REQUIRED ACTION: Output, word for word, every line from the line with "Can you spot the dense" through the final line of the data below.

--- START ---

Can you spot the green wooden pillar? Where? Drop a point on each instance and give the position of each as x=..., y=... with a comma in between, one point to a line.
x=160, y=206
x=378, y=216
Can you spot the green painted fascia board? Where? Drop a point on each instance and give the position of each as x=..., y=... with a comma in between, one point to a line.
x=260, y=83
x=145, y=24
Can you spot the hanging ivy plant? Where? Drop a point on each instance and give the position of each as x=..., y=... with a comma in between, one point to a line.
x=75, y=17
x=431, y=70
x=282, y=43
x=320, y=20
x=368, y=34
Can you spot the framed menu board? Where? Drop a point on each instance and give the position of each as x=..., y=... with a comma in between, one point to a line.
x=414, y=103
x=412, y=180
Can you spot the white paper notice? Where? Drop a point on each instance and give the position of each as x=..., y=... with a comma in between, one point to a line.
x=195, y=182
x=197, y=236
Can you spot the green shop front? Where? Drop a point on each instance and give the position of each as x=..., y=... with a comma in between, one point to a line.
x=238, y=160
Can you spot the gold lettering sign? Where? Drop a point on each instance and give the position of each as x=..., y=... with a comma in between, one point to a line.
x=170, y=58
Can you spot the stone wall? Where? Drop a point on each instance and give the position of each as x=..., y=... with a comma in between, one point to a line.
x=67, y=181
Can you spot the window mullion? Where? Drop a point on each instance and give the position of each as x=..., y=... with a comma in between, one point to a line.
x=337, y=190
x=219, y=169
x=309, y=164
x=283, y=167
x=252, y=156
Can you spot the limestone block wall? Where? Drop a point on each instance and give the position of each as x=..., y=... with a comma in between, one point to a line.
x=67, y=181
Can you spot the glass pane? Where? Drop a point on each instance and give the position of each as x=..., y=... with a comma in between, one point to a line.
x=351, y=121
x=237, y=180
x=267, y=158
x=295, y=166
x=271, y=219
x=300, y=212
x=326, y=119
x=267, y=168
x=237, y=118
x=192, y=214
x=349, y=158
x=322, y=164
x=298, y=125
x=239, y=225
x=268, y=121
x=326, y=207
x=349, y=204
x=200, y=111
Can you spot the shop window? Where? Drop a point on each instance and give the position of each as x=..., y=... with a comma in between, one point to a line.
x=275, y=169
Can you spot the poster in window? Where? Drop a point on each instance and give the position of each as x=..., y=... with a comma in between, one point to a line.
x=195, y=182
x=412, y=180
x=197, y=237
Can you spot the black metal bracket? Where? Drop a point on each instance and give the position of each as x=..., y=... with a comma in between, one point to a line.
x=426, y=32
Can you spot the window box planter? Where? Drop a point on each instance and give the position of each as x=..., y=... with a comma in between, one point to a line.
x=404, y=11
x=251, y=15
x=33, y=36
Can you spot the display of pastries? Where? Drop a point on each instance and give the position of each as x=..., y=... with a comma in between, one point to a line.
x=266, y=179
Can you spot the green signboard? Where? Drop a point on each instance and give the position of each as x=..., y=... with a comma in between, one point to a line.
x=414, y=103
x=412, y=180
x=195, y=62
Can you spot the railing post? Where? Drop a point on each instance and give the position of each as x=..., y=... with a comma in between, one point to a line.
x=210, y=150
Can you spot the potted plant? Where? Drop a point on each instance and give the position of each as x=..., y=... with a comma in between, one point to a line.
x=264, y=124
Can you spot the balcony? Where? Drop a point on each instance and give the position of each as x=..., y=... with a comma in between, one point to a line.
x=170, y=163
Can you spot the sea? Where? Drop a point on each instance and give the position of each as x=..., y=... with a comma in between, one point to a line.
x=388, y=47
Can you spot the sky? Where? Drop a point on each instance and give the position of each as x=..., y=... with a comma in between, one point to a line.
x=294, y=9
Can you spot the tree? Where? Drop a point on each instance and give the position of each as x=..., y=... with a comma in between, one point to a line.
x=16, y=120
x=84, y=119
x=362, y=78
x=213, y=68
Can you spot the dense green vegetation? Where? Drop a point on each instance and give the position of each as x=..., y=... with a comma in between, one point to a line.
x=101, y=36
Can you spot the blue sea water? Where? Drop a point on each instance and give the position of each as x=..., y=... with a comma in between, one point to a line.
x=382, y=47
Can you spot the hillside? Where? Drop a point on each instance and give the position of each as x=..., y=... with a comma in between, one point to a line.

--- END ---

SOLUTION BELOW:
Can you spot the dense green vegetation? Where? Drop a point on each instance and give the position of each as x=..., y=... with a comma in between, one point to a line.
x=101, y=36
Can you spot the blue sea water? Where? Drop a point on each instance and give the position of each as x=..., y=... with a comma in between, one point to a line.
x=382, y=47
Can you spot the hillside? Where? Drop a point on each instance and give the position of each as x=..., y=... with a comma in between, one point to a line.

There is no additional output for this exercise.